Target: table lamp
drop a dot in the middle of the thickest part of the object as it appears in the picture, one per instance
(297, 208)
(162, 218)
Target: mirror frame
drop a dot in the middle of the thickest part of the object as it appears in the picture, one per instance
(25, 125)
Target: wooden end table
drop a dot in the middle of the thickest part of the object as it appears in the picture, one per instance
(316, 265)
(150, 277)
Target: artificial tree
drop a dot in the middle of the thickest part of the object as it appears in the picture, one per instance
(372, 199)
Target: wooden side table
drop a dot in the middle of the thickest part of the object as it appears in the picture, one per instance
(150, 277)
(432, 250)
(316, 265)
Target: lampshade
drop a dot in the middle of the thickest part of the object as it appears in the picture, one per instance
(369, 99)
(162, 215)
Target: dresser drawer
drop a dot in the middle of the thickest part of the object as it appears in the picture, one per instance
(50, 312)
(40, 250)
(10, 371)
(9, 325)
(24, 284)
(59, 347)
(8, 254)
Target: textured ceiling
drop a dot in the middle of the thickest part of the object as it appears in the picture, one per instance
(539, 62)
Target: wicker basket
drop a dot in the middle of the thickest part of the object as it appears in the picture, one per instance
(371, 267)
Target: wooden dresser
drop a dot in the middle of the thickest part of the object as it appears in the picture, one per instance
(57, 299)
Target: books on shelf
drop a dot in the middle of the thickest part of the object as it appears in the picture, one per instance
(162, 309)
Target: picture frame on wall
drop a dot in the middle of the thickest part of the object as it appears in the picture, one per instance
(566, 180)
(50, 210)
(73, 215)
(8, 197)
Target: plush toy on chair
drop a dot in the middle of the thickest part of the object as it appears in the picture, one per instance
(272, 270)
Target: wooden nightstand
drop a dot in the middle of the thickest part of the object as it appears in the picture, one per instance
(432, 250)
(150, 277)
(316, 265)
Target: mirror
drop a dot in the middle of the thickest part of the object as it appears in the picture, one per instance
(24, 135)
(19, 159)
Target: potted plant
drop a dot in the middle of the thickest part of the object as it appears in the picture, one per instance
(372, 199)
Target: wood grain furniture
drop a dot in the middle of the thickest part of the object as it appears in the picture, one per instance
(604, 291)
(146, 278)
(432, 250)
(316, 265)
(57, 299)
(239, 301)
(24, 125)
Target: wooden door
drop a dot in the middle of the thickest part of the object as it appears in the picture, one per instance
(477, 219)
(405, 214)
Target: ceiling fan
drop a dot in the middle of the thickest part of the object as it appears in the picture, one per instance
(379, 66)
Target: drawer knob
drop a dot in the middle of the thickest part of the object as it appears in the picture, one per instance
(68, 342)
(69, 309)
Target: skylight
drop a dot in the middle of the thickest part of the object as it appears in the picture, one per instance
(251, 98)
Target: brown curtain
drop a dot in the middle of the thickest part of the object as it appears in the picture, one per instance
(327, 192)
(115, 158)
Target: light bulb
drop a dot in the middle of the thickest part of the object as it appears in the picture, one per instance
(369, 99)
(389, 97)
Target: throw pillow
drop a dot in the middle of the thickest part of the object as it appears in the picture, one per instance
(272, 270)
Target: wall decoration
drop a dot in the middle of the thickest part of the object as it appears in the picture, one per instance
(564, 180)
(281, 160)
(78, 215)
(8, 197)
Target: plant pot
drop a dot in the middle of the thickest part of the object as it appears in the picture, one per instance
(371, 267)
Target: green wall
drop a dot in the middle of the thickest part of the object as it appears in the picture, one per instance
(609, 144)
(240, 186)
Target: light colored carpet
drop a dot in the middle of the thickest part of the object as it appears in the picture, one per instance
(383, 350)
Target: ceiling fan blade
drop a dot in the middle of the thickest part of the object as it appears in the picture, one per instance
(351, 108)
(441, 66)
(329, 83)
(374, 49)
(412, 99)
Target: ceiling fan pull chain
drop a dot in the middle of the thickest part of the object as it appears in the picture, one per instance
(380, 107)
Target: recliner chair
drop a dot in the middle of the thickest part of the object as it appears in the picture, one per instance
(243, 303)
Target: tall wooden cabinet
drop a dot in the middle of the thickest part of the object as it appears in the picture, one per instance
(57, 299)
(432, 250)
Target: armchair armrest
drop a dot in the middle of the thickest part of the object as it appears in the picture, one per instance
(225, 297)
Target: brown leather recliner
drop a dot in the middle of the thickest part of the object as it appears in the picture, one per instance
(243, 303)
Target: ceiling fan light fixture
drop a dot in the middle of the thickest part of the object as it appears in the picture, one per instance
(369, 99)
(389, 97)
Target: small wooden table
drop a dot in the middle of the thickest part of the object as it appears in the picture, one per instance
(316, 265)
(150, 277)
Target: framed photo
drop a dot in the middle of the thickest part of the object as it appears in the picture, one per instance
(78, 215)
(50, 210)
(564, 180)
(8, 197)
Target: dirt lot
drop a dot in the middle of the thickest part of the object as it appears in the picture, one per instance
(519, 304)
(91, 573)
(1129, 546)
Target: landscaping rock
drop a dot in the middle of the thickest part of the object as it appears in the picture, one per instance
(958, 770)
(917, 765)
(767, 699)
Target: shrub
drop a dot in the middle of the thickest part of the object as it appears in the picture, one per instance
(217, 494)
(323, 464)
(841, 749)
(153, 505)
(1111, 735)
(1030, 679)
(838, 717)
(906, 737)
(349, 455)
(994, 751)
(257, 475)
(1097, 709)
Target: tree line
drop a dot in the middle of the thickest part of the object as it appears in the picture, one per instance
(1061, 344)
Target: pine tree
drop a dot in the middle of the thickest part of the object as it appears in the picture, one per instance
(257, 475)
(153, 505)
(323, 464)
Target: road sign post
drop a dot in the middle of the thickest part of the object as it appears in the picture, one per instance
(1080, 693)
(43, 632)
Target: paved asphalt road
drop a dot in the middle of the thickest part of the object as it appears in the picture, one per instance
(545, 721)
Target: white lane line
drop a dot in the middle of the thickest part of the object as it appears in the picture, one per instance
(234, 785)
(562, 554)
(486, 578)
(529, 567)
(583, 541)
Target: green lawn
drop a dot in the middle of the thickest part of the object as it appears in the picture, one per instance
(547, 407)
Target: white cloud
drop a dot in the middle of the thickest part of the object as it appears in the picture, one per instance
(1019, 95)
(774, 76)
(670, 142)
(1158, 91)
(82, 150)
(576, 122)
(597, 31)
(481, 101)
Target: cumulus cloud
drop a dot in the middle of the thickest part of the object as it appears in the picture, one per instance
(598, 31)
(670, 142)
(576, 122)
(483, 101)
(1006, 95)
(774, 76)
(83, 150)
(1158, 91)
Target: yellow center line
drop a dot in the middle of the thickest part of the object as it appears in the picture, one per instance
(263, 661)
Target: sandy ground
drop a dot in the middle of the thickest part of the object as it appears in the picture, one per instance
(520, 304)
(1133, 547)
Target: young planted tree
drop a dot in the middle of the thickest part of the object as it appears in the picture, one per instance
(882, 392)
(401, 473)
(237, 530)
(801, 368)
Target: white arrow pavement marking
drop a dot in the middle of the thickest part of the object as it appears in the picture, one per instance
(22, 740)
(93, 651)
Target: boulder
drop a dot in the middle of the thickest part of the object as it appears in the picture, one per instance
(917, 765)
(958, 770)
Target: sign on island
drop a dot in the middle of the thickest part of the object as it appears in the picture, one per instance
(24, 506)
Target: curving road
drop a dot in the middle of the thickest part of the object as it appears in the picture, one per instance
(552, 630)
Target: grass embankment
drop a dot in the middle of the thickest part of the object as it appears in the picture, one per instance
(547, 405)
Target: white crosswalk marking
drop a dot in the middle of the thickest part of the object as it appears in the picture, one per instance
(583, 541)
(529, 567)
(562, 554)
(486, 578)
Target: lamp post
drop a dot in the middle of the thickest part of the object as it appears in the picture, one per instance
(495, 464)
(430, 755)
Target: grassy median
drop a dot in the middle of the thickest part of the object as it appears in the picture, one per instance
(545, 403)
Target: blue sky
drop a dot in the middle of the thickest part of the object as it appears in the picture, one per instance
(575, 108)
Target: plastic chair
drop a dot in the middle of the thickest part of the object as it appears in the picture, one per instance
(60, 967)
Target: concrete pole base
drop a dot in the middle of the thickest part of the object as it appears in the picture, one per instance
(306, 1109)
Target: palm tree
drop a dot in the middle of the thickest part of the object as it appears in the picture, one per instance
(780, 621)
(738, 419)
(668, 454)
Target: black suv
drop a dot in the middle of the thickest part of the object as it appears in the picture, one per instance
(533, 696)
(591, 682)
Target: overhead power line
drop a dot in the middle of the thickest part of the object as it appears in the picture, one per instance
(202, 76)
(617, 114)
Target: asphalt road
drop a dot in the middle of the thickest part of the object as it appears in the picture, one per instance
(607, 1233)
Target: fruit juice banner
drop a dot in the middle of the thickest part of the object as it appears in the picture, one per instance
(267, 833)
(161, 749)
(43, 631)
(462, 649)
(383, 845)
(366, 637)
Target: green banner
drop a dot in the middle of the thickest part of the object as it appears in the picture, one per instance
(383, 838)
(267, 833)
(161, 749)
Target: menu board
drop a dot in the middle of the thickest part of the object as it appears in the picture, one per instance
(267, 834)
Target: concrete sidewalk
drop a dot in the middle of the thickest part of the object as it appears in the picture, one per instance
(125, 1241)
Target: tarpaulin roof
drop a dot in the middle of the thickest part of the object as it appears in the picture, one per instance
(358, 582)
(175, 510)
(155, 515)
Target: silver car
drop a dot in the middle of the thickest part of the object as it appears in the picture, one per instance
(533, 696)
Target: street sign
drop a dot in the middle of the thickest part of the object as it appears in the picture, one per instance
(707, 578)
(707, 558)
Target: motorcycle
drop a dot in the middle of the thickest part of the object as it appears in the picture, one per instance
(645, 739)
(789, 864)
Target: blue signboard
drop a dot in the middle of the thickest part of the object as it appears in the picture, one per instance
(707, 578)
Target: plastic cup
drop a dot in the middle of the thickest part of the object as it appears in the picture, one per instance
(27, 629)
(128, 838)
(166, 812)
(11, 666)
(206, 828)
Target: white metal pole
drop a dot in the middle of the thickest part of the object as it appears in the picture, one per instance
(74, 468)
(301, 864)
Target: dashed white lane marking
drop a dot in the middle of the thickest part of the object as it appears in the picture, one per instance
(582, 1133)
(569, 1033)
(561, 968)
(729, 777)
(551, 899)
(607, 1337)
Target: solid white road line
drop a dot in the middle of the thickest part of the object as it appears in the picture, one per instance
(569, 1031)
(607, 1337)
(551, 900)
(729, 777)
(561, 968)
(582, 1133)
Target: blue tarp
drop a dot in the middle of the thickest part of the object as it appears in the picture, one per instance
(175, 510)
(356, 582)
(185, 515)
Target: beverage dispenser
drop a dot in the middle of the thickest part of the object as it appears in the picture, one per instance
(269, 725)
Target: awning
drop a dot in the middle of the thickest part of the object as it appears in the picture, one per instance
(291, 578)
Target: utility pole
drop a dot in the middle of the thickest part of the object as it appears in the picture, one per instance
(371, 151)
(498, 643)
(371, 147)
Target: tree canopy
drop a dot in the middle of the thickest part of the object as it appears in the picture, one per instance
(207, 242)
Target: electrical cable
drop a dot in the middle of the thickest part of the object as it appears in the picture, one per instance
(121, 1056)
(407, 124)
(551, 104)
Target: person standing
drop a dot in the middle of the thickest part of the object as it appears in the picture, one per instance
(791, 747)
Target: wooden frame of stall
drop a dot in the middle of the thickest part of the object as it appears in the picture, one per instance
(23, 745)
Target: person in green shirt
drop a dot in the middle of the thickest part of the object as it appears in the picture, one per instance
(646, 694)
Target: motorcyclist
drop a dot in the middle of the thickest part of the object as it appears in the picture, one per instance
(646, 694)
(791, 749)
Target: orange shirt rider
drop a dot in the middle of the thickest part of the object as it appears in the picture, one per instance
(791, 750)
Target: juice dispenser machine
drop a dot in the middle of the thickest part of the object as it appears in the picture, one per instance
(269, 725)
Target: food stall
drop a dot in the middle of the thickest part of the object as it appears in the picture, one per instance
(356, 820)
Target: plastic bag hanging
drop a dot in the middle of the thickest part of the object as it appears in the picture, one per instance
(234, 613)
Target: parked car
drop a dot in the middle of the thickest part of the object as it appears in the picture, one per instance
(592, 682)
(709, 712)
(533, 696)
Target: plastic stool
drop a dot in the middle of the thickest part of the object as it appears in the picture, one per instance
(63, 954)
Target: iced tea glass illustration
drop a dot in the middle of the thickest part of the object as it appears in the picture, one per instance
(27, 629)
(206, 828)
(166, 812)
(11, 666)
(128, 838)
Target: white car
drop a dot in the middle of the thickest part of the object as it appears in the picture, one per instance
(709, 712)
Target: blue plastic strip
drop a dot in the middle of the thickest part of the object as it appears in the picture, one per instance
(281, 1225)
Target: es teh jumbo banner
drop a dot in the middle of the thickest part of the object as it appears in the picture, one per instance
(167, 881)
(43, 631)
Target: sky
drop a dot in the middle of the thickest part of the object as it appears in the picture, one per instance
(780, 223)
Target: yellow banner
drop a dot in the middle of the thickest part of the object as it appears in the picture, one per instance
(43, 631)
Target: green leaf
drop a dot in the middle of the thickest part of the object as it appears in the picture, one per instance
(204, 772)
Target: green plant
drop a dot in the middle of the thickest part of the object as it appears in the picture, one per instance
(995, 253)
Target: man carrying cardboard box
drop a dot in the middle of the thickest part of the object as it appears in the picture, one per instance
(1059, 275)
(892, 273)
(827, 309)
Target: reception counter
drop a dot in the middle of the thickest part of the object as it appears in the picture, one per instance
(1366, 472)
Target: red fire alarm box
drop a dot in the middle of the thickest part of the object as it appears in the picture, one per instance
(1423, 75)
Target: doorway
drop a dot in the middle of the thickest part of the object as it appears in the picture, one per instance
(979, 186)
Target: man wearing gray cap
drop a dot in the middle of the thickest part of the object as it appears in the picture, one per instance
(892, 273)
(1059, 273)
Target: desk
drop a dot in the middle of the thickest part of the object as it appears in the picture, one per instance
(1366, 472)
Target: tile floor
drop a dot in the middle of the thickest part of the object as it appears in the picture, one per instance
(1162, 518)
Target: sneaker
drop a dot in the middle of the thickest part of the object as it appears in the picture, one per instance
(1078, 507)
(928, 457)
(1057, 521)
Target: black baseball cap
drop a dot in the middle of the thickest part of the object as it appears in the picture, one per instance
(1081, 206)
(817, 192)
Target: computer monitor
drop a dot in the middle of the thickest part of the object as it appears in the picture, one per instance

◇ ◇ ◇

Lines from the one containing "Target: man carrying cardboard box" through the final line are to be given again verbatim, with nothing before or after.

▸ **Correct output**
Target: man carrying cardboard box
drop a dot in the middle of the thickest part of the object as it appears in the picture, one per instance
(1059, 275)
(892, 273)
(827, 309)
Target: reception counter
drop a dot in the middle of the thickest part of the object as it appears in the picture, one per instance
(1366, 472)
Target: red fire alarm box
drop a dot in the middle of the thickest part of the object as it appears in the picture, one per instance
(1423, 75)
Target: doorway
drop a dot in the middle of the thickest part of the object as it appears in the picture, one per instance
(979, 186)
Target: man wearing gray cap
drop a dot in the middle of the thickest part of the object as it appears in the picture, one per instance
(892, 273)
(1059, 273)
Target: desk
drop a dot in the middle of the thickest part of the object as it appears in the picture, one per instance
(1366, 472)
Target: tile floor
drop a dot in the middle of the thickest part of the object as it appears in the picture, one per instance
(1162, 518)
Target: sneaker
drop a dot in the middle of the thickest part of the object as it appears in the picture, one per instance
(1078, 507)
(928, 457)
(1057, 521)
Target: black baseball cap
drop a dot in the middle of the thickest part of the object as it appears in the picture, one per instance
(1081, 206)
(817, 192)
Target: computer monitor
drop a dot in the middle of the thickest part of the object as it appears in the picture, one per instance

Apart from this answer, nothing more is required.